Set exercise 1 — Extract everything in the forum thread from "Ha ha ha..." down to "say the word!".

==== Extracted text

What is "FCP"? I think of the European car parts seller... or is that for Final Cut Pro? Or?
@@ArtofServer Fibre channel
Thank you for this!! This is exactly what I was looking for but wasn't even sure existed. Can I buy you a beer or something?
Ha ha ha... glad this was helpful! I only drink tea though LOL
Art of Server I don’t drink either - just didn’t want to be cheap! Seriously, this just helped me out tremendously. I don’t need anything in your eBay store at the moment, and I’ve already hit the like button. If there’s some other way I can show my appreciation, say the word!
@@DuckDuckDad please subscribe and share my videos and channel with any friends that you think would be interested. thanks for your support! :-)

========
==== Exercise material

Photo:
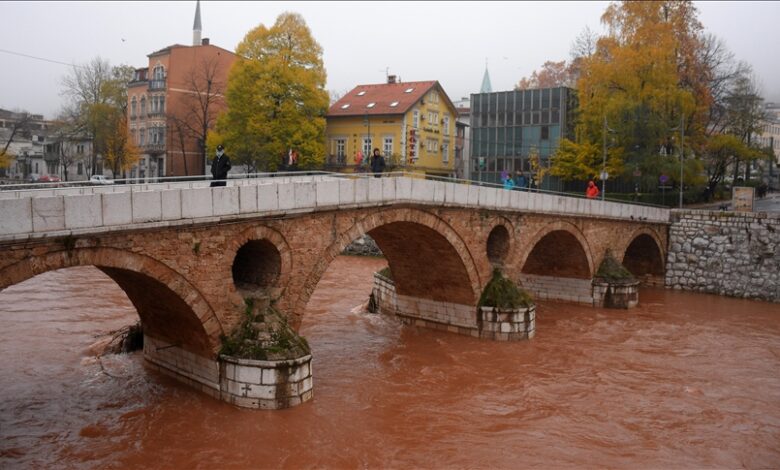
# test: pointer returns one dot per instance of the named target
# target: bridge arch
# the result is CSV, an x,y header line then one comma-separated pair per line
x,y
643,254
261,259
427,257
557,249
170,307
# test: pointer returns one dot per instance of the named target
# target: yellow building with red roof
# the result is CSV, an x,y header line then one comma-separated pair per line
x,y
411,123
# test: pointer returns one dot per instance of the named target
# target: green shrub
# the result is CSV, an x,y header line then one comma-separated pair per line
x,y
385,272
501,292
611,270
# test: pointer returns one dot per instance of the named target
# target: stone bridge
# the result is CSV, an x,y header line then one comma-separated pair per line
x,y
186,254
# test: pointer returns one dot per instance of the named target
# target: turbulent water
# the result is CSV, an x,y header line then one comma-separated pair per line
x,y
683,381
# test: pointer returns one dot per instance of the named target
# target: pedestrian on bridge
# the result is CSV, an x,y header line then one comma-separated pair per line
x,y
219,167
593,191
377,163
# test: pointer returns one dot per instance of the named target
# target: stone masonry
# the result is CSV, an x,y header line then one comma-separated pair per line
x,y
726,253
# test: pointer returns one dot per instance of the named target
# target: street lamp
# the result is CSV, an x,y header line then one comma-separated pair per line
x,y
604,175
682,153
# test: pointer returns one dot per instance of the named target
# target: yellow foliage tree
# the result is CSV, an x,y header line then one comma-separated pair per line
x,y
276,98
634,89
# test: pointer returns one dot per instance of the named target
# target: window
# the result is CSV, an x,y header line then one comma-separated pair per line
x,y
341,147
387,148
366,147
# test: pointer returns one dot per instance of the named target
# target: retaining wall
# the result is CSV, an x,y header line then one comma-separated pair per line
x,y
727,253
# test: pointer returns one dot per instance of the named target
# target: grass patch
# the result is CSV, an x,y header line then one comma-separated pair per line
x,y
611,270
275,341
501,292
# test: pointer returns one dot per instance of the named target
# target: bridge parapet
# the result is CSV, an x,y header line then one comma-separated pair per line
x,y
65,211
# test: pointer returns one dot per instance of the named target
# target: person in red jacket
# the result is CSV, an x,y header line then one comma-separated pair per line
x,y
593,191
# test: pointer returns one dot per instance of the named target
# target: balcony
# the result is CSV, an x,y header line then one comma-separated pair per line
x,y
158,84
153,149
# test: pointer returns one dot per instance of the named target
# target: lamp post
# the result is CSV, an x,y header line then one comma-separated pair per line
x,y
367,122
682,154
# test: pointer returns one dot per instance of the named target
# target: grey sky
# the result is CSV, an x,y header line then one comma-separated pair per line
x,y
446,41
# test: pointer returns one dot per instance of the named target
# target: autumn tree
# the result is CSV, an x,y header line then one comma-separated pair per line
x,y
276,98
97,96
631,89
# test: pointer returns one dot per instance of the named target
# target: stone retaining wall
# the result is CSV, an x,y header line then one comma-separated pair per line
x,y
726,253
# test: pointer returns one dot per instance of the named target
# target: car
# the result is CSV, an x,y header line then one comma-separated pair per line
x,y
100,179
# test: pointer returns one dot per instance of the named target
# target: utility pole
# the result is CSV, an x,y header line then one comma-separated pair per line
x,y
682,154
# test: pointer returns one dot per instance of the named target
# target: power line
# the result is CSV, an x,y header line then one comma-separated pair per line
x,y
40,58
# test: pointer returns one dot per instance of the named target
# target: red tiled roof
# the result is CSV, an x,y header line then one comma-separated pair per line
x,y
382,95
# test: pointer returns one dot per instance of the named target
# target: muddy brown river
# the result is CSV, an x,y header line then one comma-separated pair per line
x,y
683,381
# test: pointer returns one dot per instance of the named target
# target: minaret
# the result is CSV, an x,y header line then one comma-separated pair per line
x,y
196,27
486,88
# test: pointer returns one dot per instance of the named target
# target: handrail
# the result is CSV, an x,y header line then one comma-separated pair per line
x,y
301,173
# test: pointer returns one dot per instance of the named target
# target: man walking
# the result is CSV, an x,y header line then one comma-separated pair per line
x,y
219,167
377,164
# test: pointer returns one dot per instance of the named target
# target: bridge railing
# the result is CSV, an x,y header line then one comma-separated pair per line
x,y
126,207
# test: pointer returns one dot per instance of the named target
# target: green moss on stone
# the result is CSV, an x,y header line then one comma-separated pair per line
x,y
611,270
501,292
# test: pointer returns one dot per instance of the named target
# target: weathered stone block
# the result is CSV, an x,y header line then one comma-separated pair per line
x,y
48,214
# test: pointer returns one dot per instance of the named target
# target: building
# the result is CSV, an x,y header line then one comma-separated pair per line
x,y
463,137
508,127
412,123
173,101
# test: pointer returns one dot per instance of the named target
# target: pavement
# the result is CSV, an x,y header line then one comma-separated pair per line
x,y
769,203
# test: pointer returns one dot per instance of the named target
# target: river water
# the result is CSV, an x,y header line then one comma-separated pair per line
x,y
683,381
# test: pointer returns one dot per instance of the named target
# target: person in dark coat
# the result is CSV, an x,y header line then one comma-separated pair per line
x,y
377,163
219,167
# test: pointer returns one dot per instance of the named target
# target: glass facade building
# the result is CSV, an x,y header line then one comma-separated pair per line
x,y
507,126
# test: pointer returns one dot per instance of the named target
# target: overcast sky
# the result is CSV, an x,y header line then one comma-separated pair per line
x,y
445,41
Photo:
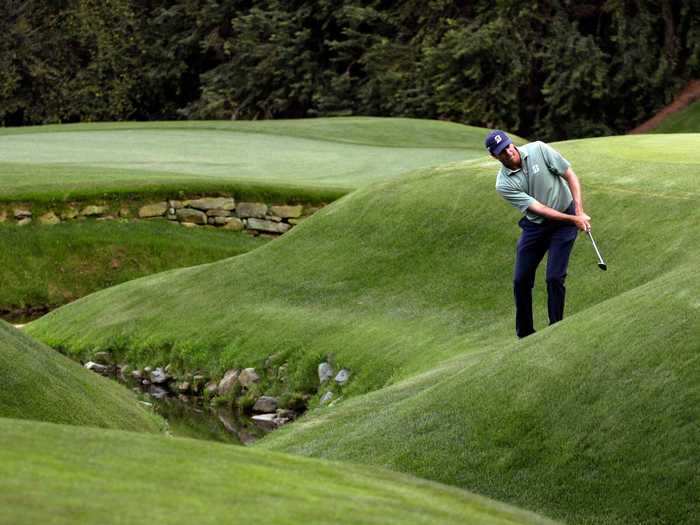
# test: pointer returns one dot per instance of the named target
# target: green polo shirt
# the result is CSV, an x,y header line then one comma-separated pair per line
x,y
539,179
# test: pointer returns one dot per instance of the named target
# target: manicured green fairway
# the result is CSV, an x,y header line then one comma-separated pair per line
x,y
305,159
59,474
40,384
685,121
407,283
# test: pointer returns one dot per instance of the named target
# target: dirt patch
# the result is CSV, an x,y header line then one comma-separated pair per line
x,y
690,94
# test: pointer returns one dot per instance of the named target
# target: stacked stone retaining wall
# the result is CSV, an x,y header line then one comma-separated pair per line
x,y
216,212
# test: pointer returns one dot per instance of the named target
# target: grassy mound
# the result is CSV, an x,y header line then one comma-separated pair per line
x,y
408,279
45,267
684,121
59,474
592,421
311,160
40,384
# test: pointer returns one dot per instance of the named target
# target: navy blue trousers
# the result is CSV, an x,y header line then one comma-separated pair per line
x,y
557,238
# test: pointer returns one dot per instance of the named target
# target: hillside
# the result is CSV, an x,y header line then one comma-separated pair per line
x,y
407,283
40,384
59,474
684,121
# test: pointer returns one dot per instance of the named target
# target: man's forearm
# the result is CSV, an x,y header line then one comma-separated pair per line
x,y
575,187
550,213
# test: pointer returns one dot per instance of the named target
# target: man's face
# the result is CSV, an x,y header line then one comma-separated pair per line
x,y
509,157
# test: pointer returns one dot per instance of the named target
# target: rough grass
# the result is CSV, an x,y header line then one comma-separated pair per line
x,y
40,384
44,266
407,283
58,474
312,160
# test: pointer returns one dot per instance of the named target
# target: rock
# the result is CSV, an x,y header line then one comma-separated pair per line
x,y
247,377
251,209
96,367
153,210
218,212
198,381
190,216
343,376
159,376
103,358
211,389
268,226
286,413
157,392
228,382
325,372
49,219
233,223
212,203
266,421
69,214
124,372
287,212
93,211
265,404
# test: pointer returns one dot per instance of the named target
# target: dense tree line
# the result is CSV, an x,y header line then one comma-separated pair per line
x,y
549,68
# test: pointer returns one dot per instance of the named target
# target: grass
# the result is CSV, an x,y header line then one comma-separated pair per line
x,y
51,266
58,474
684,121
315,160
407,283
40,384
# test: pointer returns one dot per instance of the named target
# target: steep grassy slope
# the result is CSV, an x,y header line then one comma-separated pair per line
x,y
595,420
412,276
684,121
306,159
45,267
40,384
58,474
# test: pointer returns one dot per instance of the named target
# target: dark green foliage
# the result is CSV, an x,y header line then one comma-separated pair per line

========

Set exercise 2 — Pick out each line of the records that contains the string "yellow", matching case.

Task answer 1 —
Ha ha ha... glad this was helpful! I only drink tea though LOL
Art of Server I don’t drink either - just didn’t want to be cheap! Seriously, this just helped me out tremendously. I don’t need anything in your eBay store at the moment, and I’ve already hit the like button. If there’s some other way I can show my appreciation, say the word!

Task answer 2 —
# target: yellow building with red roof
# target: yellow foliage tree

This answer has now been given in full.